▸ Brief: All of the entries should be returned without a single change.

▸ Data:
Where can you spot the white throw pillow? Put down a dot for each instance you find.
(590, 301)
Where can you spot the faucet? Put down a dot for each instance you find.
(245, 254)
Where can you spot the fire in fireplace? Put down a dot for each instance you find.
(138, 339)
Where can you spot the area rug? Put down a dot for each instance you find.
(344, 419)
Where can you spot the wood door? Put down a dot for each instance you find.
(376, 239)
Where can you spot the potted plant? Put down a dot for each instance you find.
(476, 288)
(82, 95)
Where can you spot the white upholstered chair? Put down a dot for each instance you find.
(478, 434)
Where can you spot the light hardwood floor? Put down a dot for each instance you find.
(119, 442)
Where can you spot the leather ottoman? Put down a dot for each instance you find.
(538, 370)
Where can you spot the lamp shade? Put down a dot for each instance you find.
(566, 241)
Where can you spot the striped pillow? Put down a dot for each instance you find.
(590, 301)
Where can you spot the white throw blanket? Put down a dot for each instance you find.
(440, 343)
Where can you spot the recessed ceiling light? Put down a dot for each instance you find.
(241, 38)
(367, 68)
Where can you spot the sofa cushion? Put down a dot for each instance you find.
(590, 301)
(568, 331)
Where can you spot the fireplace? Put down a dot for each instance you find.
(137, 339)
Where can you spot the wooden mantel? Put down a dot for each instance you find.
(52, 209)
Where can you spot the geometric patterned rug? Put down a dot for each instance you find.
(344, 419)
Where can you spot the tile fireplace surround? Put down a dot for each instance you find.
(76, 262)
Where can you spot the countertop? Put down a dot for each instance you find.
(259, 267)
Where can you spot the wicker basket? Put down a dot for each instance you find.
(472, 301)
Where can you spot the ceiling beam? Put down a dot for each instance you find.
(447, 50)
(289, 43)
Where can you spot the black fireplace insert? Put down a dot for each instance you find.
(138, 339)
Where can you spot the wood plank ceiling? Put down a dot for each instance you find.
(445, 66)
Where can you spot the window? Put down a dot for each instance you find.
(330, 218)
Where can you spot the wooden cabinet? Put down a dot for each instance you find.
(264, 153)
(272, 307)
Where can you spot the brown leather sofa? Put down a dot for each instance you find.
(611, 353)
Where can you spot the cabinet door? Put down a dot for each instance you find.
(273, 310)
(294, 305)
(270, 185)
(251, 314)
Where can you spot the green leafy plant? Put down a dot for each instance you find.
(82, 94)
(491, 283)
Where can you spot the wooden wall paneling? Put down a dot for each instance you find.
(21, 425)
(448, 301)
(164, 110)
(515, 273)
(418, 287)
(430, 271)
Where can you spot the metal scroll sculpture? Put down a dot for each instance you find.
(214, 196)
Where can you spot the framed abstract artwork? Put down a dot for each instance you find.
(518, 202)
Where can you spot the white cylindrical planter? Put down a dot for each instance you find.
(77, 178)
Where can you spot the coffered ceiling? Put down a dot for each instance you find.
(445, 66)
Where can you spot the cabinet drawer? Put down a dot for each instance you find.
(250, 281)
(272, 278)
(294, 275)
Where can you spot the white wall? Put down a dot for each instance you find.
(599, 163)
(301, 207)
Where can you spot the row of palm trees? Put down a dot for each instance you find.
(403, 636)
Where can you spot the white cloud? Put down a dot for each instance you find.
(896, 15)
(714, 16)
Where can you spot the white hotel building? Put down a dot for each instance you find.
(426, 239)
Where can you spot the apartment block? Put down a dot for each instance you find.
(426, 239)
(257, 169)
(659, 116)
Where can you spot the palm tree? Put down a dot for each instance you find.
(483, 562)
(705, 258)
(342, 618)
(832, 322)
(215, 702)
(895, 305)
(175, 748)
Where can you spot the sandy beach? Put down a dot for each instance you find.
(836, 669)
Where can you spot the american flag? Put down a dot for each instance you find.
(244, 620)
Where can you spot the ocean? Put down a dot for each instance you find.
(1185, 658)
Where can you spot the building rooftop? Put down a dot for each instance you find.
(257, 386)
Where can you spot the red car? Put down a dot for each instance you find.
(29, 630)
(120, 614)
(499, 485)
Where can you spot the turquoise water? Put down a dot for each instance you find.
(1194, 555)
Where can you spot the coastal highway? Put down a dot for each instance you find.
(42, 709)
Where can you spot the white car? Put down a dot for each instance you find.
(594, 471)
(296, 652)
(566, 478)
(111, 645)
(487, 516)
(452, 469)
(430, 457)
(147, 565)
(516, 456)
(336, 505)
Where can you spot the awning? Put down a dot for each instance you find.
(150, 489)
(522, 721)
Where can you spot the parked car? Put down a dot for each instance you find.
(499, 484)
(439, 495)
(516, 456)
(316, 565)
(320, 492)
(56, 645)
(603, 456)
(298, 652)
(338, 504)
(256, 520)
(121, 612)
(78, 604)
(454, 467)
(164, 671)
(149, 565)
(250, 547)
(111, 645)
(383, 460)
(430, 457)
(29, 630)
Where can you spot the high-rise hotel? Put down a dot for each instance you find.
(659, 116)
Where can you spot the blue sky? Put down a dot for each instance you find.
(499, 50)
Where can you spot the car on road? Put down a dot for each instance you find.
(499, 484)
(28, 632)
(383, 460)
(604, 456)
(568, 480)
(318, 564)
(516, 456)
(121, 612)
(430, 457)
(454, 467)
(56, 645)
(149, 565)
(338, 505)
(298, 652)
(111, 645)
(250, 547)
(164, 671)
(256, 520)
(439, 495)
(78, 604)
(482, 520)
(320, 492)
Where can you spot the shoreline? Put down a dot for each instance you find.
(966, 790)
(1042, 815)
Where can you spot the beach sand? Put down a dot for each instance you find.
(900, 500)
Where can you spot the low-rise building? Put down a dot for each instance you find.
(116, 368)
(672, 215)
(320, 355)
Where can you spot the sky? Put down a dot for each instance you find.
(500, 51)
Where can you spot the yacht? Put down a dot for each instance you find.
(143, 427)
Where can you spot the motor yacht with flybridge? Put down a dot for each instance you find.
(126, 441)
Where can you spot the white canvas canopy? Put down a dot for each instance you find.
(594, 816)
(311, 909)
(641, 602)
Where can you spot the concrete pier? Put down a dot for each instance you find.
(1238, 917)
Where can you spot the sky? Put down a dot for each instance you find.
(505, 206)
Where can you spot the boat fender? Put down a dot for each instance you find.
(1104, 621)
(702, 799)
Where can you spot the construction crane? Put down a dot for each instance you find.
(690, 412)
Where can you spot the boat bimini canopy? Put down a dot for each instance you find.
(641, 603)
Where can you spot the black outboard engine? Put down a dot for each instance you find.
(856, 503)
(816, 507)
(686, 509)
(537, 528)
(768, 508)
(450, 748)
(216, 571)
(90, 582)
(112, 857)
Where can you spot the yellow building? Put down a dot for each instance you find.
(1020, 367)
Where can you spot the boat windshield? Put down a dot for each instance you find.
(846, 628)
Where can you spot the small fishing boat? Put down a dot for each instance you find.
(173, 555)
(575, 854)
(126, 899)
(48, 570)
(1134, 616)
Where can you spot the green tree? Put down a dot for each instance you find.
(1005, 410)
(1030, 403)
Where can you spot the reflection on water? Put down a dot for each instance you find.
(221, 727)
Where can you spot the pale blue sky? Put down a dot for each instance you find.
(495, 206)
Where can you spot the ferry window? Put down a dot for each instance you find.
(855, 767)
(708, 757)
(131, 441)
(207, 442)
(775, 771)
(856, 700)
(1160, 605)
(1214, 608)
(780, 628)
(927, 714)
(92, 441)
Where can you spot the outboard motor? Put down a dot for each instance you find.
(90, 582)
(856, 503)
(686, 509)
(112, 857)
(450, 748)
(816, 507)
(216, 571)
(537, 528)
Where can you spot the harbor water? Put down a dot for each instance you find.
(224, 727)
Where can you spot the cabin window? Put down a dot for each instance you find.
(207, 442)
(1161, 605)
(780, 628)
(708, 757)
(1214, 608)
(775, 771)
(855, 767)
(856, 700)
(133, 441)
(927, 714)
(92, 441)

▸ Response area:
Where can you spot the white throw pillow? Put down a dot for each instance you find.
(590, 301)
Where can you spot the faucet? Put down a dot for each instance you find.
(245, 254)
Where can you spot the fire in fireplace? Put down a dot for each instance you find.
(138, 339)
Where can you spot the area rug? Put down a dot for each instance you find.
(344, 419)
Where can you spot the wood door? Put down a dot for each instance you find.
(376, 239)
Where can you spot the potted plant? Put down a dot for each instance you find.
(476, 288)
(82, 95)
Where can you spot the white upholstered chair? Put down a dot for each instance you find.
(478, 434)
Where can you spot the light hardwood floor? Put down a dot for each instance you find.
(119, 442)
Where can you spot the leather ottoman? Put down a dot for each instance you find.
(538, 370)
Where can you spot the lamp shade? Put down a dot for each instance you find.
(566, 241)
Where can you spot the striped pillow? Put down a dot for each instance you find.
(590, 301)
Where can you spot the white throw blanket? Put down a dot for each instance you find.
(440, 343)
Where can you spot the recessed ceiling light? Put down a dot for each instance you find.
(241, 38)
(367, 68)
Where can you spot the sofa cushion? Put down a dot for each instance you find.
(590, 301)
(568, 331)
Where can you spot the fireplace? Put down a dot for each instance you find.
(137, 339)
Where can you spot the wooden mantel? Put down a dot for each instance you find.
(52, 209)
Where can you spot the geometric patterned rug? Put down a dot for each instance you find.
(344, 419)
Where can you spot the tile fireplace surround? Put down a dot for each instance you find.
(76, 262)
Where can you spot the countertop? Put down a dot for each instance you find.
(259, 267)
Where can you spot the wicker basket? Put down a dot for each instance you find.
(472, 301)
Where can you spot the ceiling beam? Put down a dot for each instance you find.
(447, 50)
(289, 43)
Where can you spot the black fireplace insert? Put down a dot for each instance you find.
(138, 339)
Where can you spot the wood plank ceiling? Put down a dot for each instance you find.
(445, 66)
Where can you spot the window? Put down a dot for each instance you find.
(330, 218)
Where can you spot the wooden cabinet? Put down a dot for each instance you find.
(264, 153)
(272, 307)
Where can you spot the brown leather sofa? Put down a dot for each instance you find.
(611, 353)
Where can you spot the cabinet door? Put down a dot for each instance you find.
(273, 310)
(294, 305)
(270, 185)
(251, 314)
Where can you spot the green leafy plant? Put down a dot for each instance you find.
(82, 94)
(491, 283)
Where can you spot the wooden wall paneling? Put down a dot for each instance you find.
(21, 425)
(448, 301)
(164, 110)
(515, 273)
(418, 287)
(430, 271)
Where can you spot the metal scroll sculpture? Put down a dot for each instance you find.
(214, 196)
Where can you spot the framed abstract artwork? Put down a dot for each instance you find.
(518, 202)
Where can you spot the white cylindrical planter? Put down a dot for each instance you find.
(77, 178)
Where can you spot the coffered ceiling? Put down a dot for each instance you find.
(445, 66)
Where can you spot the cabinet drawer? Put down a dot for each instance you find.
(250, 281)
(272, 278)
(294, 275)
Where can you spot the white wall? Put down a dot for each instance you find.
(599, 163)
(301, 207)
Where can you spot the row of palm trees? Put down a dot for each instance you find.
(403, 636)
Where can you spot the white cloud? Put down a dot for each instance you find.
(896, 15)
(714, 16)
Where can you spot the white hotel building? Put down a dot for each instance you find.
(426, 239)
Where can you spot the apartment block? Put down a dot for each instance you find.
(426, 239)
(257, 169)
(659, 116)
Where can you spot the palm tree? Put down a dot for each instance you find.
(483, 562)
(705, 258)
(342, 618)
(832, 322)
(215, 702)
(895, 305)
(175, 748)
Where can you spot the sandy beach? Put down a dot for each instance you find.
(836, 669)
Where can you spot the american flag? Put down a dot for each instance you find.
(244, 620)
Where can you spot the ocean? Put down a dot for each instance you find.
(1185, 658)
Where can you spot the building rooftop? Put down a dot for each instance you find.
(257, 386)
Where can you spot the red car? Put down a dot for each instance you find.
(29, 630)
(120, 614)
(499, 485)
Where can you spot the turquoise water? Put down a dot for each instance you find.
(1194, 555)
Where can you spot the coastal highway? Put down a dot for each instance you find.
(42, 709)
Where can you spot the white car? Put down a dot for each instance you find.
(594, 471)
(296, 652)
(566, 478)
(111, 645)
(487, 516)
(452, 469)
(430, 457)
(147, 565)
(516, 456)
(336, 505)
Where can you spot the awning? Put down a dot for each instance you find.
(150, 489)
(522, 721)
Where can you spot the parked car? Put down a dot for each instance you find.
(499, 484)
(439, 495)
(516, 456)
(316, 565)
(320, 492)
(56, 645)
(603, 456)
(298, 652)
(338, 504)
(256, 520)
(121, 612)
(78, 604)
(454, 467)
(164, 671)
(149, 565)
(250, 547)
(111, 645)
(383, 460)
(430, 457)
(29, 630)
Where can you spot the high-rise hotel? Put down a dot for each instance you find.
(659, 116)
Where can you spot the blue sky? Put down a dot for each instance you find.
(499, 50)
Where can you spot the car on road? Put down a dot for each instance you find.
(499, 484)
(28, 632)
(383, 460)
(604, 456)
(568, 480)
(318, 564)
(516, 456)
(121, 612)
(430, 457)
(454, 467)
(56, 645)
(149, 565)
(338, 505)
(298, 652)
(111, 645)
(250, 547)
(164, 671)
(256, 520)
(439, 495)
(78, 604)
(482, 520)
(320, 492)
Where can you spot the shoreline? Put down a dot for each instance you find.
(966, 790)
(1042, 815)
Where can you spot the beach sand? Put down a dot for each instance you find.
(900, 500)
Where can you spot the low-rise building? Put down a dot for each instance you find.
(116, 368)
(672, 215)
(320, 355)
Where can you spot the sky? Put down a dot for each instance you find.
(500, 51)
Where can you spot the yacht? Put down a dot for each instance you find.
(143, 427)
Where can you spot the motor yacht with flybridge? Put down a dot for each instance you find.
(126, 441)
Where can you spot the white canvas canopy? Put down a dot for each instance you find.
(594, 816)
(311, 909)
(641, 602)
Where can you spot the concrete pier? Put down a dot for each instance you find.
(1238, 917)
Where can you spot the sky? Put down a dot for each instance you find.
(505, 206)
Where can you spot the boat fender? Put down a dot for each instance you find.
(1104, 621)
(702, 799)
Where can you spot the construction crane? Put down a dot for each instance you find.
(690, 412)
Where can you spot the boat bimini canopy? Put down a dot for each instance you find.
(641, 603)
Where can you spot the black outboard engine? Put down a dot for each instance you find.
(856, 503)
(816, 507)
(686, 509)
(537, 528)
(768, 508)
(450, 748)
(216, 571)
(90, 582)
(112, 857)
Where can you spot the yellow building? Put down a dot for each instance you find.
(1020, 367)
Where can you spot the boat windshield? Put down a dot for each instance you find.
(846, 628)
Where can you spot the small fishing boat? Put down a dot for each instance you find.
(173, 555)
(575, 854)
(126, 899)
(48, 570)
(1134, 616)
Where can you spot the green tree? Put down a dot for each instance you find.
(1005, 410)
(1030, 403)
Where can you spot the reflection on water? Put down a dot for each instance you find.
(221, 727)
Where can you spot the pale blue sky? Put down a dot for each instance you find.
(495, 206)
Where can you spot the ferry window? Put down a dot for each instance you find.
(855, 767)
(708, 757)
(131, 441)
(207, 442)
(775, 771)
(856, 700)
(1160, 605)
(1214, 608)
(780, 628)
(927, 714)
(92, 441)
Where can you spot the outboard motor? Put down a dot for each instance you find.
(90, 582)
(856, 503)
(686, 509)
(112, 857)
(450, 748)
(816, 507)
(216, 571)
(537, 528)
Where can you spot the harbor water? Put down a dot for each instance you find.
(224, 727)
Where can you spot the cabin window? Put down a dot for each instance you find.
(207, 442)
(1161, 605)
(780, 628)
(708, 757)
(1214, 608)
(775, 771)
(855, 767)
(856, 700)
(133, 441)
(927, 714)
(92, 441)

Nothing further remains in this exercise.